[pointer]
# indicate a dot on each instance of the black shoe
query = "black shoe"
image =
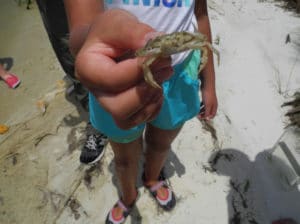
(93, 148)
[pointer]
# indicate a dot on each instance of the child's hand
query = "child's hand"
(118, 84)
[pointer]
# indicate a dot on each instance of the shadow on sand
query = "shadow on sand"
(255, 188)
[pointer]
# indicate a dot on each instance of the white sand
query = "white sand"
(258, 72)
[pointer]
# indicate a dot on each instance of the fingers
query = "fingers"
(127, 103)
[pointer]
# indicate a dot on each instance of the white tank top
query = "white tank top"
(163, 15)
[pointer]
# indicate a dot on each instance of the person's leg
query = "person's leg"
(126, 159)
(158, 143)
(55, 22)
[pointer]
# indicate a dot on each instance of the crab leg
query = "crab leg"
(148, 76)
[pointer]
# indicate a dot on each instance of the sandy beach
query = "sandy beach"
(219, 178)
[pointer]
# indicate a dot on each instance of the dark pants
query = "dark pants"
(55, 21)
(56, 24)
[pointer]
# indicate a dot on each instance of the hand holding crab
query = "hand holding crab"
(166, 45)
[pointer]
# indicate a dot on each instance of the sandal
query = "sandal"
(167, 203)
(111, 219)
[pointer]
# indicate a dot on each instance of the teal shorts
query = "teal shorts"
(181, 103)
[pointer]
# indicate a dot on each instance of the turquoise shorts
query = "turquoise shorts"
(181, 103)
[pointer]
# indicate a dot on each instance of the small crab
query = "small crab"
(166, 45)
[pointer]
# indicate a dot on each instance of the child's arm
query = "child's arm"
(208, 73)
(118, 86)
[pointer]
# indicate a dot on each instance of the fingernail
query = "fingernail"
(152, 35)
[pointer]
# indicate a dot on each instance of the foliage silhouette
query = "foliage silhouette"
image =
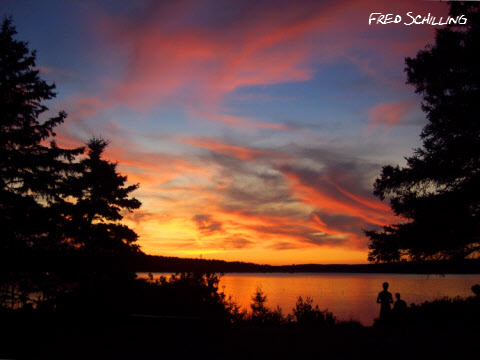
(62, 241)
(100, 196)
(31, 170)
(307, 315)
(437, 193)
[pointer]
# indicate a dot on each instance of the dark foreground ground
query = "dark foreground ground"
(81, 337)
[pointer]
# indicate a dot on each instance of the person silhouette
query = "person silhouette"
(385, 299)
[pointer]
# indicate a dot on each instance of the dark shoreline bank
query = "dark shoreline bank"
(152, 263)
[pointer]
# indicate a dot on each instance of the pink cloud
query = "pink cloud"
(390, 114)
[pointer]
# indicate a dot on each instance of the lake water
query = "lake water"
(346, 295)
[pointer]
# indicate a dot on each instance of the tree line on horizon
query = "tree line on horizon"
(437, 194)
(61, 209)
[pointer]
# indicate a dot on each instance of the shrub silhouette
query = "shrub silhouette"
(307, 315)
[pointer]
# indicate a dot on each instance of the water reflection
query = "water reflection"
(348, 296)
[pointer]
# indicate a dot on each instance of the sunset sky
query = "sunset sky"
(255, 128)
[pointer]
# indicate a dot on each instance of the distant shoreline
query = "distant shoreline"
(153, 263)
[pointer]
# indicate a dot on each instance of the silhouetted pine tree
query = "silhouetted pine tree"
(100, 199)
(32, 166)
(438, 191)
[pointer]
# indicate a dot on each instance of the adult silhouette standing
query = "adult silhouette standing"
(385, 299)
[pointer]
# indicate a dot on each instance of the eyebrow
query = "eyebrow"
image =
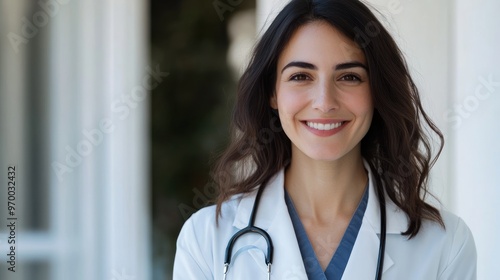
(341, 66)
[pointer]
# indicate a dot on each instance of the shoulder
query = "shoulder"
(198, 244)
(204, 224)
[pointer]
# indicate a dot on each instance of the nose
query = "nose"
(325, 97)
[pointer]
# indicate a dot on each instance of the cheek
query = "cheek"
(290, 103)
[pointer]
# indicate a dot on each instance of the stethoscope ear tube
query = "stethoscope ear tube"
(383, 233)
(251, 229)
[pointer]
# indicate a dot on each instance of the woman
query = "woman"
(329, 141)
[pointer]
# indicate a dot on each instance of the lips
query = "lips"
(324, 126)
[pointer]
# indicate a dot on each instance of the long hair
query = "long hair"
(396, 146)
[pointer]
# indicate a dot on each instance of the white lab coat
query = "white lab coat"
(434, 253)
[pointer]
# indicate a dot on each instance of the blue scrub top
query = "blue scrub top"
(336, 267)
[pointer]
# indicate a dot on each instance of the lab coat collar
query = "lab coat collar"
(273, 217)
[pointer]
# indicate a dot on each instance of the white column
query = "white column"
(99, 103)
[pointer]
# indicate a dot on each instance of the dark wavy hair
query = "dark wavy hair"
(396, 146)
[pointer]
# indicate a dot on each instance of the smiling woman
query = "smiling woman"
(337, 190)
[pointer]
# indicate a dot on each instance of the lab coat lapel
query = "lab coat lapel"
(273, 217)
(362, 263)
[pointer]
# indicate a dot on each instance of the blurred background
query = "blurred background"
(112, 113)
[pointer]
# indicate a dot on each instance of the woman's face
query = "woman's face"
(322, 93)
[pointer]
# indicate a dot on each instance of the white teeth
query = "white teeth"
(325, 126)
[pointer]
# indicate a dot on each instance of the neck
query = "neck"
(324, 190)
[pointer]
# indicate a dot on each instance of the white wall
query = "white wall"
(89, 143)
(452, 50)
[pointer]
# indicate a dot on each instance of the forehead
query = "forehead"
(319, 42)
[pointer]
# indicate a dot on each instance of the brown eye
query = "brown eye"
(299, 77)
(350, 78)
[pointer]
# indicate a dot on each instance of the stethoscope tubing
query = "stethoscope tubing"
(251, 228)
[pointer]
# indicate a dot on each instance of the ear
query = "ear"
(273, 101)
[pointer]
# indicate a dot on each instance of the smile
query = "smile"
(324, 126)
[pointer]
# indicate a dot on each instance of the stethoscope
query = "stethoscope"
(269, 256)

** The request **
Quote the listing above in full, except for the pictures.

** Answer to the exercise **
[pointer]
# indicate a dot on each instance of the black shoe
query = "black shoe"
image =
(93, 148)
[pointer]
# indicate a dot on each instance of the child's hand
query = "child's hand"
(118, 84)
[pointer]
# indicate a dot on each instance of the shadow on sand
query = "shadow on sand"
(255, 188)
[pointer]
# indicate a dot on each instance of the white sand
query = "white sand"
(258, 72)
[pointer]
# indicate a dot on each instance of the fingers
query = "fingers"
(127, 103)
[pointer]
# indicate a dot on each instance of the white tank top
query = "white tank top"
(163, 15)
[pointer]
# indicate a dot on each instance of the person's leg
query = "person's leg"
(126, 159)
(158, 143)
(55, 22)
[pointer]
# indicate a dot on each instance of the crab leg
query = "crab leg"
(148, 76)
[pointer]
# indicate a dot on each instance of the sandy beach
query = "sandy beach"
(219, 178)
[pointer]
# indicate a dot on each instance of the dark pants
query = "dark pants"
(55, 21)
(56, 24)
[pointer]
# indicate a dot on each instance of the hand holding crab
query = "hand holding crab"
(166, 45)
[pointer]
# indicate a dot on each instance of the sandal
query = "sandal"
(167, 203)
(111, 219)
[pointer]
# indicate a dot on each instance of the teal shorts
query = "teal shorts"
(181, 103)
[pointer]
# indicate a dot on each instance of the turquoise shorts
query = "turquoise shorts"
(181, 103)
[pointer]
# indicate a dot on each instance of the small crab
query = "small crab"
(166, 45)
[pointer]
# indicate a dot on each instance of the child's arm
query = "child's arm"
(208, 73)
(118, 86)
[pointer]
# indicate a dot on each instance of the fingernail
query = "fingernail"
(152, 35)
[pointer]
# indicate a dot on each instance of the foliage silhouette
query = "foliage silhouette"
image =
(62, 241)
(100, 196)
(31, 170)
(307, 315)
(437, 193)
[pointer]
# indicate a dot on each instance of the dark foreground ground
query = "dark foreground ground"
(81, 337)
[pointer]
# indicate a dot on each instance of the person silhouette
query = "person silhouette"
(385, 299)
[pointer]
# indicate a dot on each instance of the dark shoreline bank
query = "dark shoreline bank"
(152, 263)
[pointer]
# indicate a dot on each instance of the pink cloud
query = "pink cloud"
(390, 114)
[pointer]
# indicate a dot on each instance of the lake water
query = "lake water"
(346, 295)
[pointer]
# indicate a dot on each instance of the tree line on horizon
query = "tree line on horizon"
(437, 194)
(61, 209)
[pointer]
# indicate a dot on each instance of the shrub silhouette
query = "shrub silhouette"
(307, 315)
[pointer]
# indicate a dot on each instance of the water reflection
query = "water reflection"
(348, 296)
[pointer]
# indicate a dot on each instance of the sunset sky
query = "sunset sky"
(255, 128)
[pointer]
# indicate a dot on each instance of the distant shoreline
query = "distant shoreline"
(153, 263)
[pointer]
# indicate a dot on each instance of the silhouetted pine tree
query = "silhouetted pine tree"
(100, 199)
(32, 166)
(438, 191)
[pointer]
# indicate a dot on each instance of the adult silhouette standing
query = "adult silhouette standing"
(385, 299)
[pointer]
# indicate a dot on each instance of the eyebrow
query = "eyebrow"
image =
(341, 66)
[pointer]
# indicate a dot on each instance of the shoulder
query = "shoulder"
(198, 244)
(204, 224)
[pointer]
# indicate a dot on each instance of the nose
query = "nose"
(325, 97)
[pointer]
# indicate a dot on each instance of the cheek
query = "cheek"
(290, 103)
[pointer]
# indicate a dot on each instance of the stethoscope ear tube
query = "stethoscope ear tube"
(383, 233)
(251, 229)
[pointer]
# indicate a dot on each instance of the woman
query = "woman"
(329, 141)
[pointer]
# indicate a dot on each instance of the lips
query = "lips"
(324, 126)
[pointer]
# indicate a dot on each instance of the long hair
query = "long hair"
(396, 146)
[pointer]
# indicate a dot on each instance of the white lab coat
query = "white lab coat"
(434, 253)
[pointer]
# indicate a dot on each instance of the blue scrub top
query = "blue scrub top"
(336, 267)
[pointer]
# indicate a dot on each instance of the lab coat collar
query = "lab coat collar"
(273, 217)
[pointer]
# indicate a dot on each instance of the white column
query = "white column"
(99, 103)
[pointer]
# indicate a dot on each instance of the dark wavy hair
query = "dark wavy hair"
(396, 146)
[pointer]
# indicate a dot on each instance of the smiling woman
query = "smiling woman"
(337, 190)
[pointer]
# indicate a dot on each instance of the lab coat lapel
query = "lab coat lapel"
(273, 217)
(362, 263)
[pointer]
# indicate a dot on each instance of the blurred background
query = "blurred background"
(112, 113)
[pointer]
# indicate a dot on each instance of the woman's face
query = "woman's face"
(322, 93)
[pointer]
# indicate a dot on each instance of the white teeth
query = "white teeth"
(325, 126)
[pointer]
# indicate a dot on each instance of the neck
query = "neck"
(324, 190)
[pointer]
# indicate a dot on each instance of the white wall
query = "white wall"
(89, 143)
(452, 50)
[pointer]
# indicate a dot on each instance of the forehead
query = "forehead"
(319, 42)
[pointer]
# indicate a dot on each instance of the brown eye
query = "brown eye"
(299, 77)
(350, 78)
[pointer]
# indicate a dot on each instance of the stethoscope tubing
query = "stethoscope tubing"
(251, 228)
[pointer]
# indicate a dot on each instance of the ear
query = "ear"
(273, 101)
[pointer]
# indicate a dot on each instance of the smile
query = "smile"
(324, 126)
[pointer]
# indicate a dot on each instance of the stethoscope
query = "stethoscope"
(269, 256)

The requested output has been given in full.